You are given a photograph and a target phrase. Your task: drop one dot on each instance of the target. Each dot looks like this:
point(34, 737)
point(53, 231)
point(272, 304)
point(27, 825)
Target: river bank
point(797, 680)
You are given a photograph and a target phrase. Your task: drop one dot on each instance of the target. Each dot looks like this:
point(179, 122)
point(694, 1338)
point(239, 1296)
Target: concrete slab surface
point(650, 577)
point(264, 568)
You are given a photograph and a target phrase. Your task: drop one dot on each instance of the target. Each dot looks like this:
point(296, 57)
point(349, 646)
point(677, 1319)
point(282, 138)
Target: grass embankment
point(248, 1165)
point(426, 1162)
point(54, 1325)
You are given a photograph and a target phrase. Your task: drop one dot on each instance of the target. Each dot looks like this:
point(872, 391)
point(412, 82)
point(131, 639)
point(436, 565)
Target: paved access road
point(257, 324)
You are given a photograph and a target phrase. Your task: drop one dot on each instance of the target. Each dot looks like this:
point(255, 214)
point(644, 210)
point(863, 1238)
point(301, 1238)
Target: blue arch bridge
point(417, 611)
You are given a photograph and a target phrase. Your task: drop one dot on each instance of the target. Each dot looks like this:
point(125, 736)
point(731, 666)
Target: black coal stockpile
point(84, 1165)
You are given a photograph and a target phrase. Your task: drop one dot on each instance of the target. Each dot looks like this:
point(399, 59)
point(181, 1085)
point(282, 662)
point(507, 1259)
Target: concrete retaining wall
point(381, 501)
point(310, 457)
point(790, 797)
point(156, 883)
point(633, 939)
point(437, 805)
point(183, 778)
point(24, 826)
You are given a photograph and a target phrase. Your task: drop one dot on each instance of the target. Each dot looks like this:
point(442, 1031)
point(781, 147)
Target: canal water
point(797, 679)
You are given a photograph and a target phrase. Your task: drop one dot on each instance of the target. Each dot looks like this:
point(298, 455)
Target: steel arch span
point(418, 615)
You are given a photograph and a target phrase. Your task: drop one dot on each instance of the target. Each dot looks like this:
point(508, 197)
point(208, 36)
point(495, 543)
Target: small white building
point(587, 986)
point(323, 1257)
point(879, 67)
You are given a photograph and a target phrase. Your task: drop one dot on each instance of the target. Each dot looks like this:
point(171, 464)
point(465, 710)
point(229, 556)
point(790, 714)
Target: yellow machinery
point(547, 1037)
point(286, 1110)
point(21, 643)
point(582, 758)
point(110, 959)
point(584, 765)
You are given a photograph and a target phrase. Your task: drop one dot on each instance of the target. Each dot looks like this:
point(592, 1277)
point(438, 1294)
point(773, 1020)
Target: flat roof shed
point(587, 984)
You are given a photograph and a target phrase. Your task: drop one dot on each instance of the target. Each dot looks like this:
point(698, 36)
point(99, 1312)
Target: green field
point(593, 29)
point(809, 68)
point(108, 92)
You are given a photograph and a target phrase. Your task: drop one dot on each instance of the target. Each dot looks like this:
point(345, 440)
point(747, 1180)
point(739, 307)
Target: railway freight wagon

::::::

Set down the records again verbatim, so that each word stays as it is.

You are given a photograph and a target phrase. Your task: drop one dot on each instance of the target. Each dot looks like this:
point(34, 737)
point(53, 231)
point(272, 304)
point(27, 825)
Target: river bank
point(797, 680)
You are given a photograph and a target phrase. Your task: drop one dot on each instance of the target. Each dot looks like this:
point(179, 122)
point(694, 1338)
point(239, 1296)
Target: concrete slab surface
point(650, 577)
point(264, 568)
You are given a photograph and a target phrase. Your task: drop one dot on each instance of the target. Each dot looks like this:
point(296, 57)
point(349, 646)
point(677, 1319)
point(282, 138)
Target: grass embankment
point(248, 1165)
point(426, 1162)
point(54, 1325)
You are given a photograph and a target phrase. Your task: drop one dot on each instance of the target. Each dot looks like this:
point(872, 391)
point(412, 82)
point(131, 639)
point(436, 565)
Target: paved access road
point(257, 324)
You are given a photograph and a target phrase. Your task: drop one dot on each instance of the target. Each dot looks like this:
point(255, 214)
point(644, 210)
point(863, 1238)
point(301, 1238)
Target: blue arch bridge
point(417, 611)
You are given a photograph and a target phrase. Your task: drop one dot on each instance of the target. Each dot looks like this:
point(125, 736)
point(731, 666)
Target: black coal stockpile
point(84, 1165)
You are given a photograph and a target phrase. Your task: drop one dot on each instance of the target. Each dot looks like this:
point(399, 59)
point(181, 1085)
point(282, 662)
point(507, 1259)
Target: concrete retaining wall
point(381, 501)
point(310, 457)
point(790, 797)
point(156, 883)
point(633, 939)
point(437, 805)
point(183, 778)
point(24, 826)
You are given a photograph and a target phrase. Your task: drop one dot on each instance of the target. Each dot looks like this:
point(442, 1031)
point(781, 147)
Target: canal water
point(797, 679)
You are given a photograph and a target phrase. Your task: drop one dot on each instance of the target. Each dot looks like this:
point(298, 455)
Target: steel arch span
point(418, 615)
You are given a photograph and a target phrase. Your task: drop one dot on each instance of the target. Each dot looks like this:
point(508, 197)
point(208, 36)
point(495, 543)
Target: small white building
point(587, 986)
point(323, 1257)
point(879, 67)
You are given a photograph and a target phrase. Your task: drop one dot on each instance of the target. Each dot looks like this:
point(171, 464)
point(465, 710)
point(229, 556)
point(790, 714)
Target: yellow machinery
point(547, 1037)
point(286, 1110)
point(21, 643)
point(582, 758)
point(110, 959)
point(584, 765)
You are given a photograph and a target phrase. Your task: drop one dot on each instance of the target. Each dot looks like this:
point(592, 1277)
point(438, 1294)
point(773, 1020)
Target: flat roof shed
point(587, 984)
You are given a photograph and a target phrase. Your task: drop one dot on each instance of the target. Each dot looks like this:
point(698, 36)
point(99, 1312)
Target: green field
point(593, 29)
point(809, 68)
point(108, 92)
You are given a photograph and a target phrase. Your task: drop one dot on each instance of the target. Each dot looks like this:
point(345, 440)
point(747, 1180)
point(739, 307)
Target: railway freight wagon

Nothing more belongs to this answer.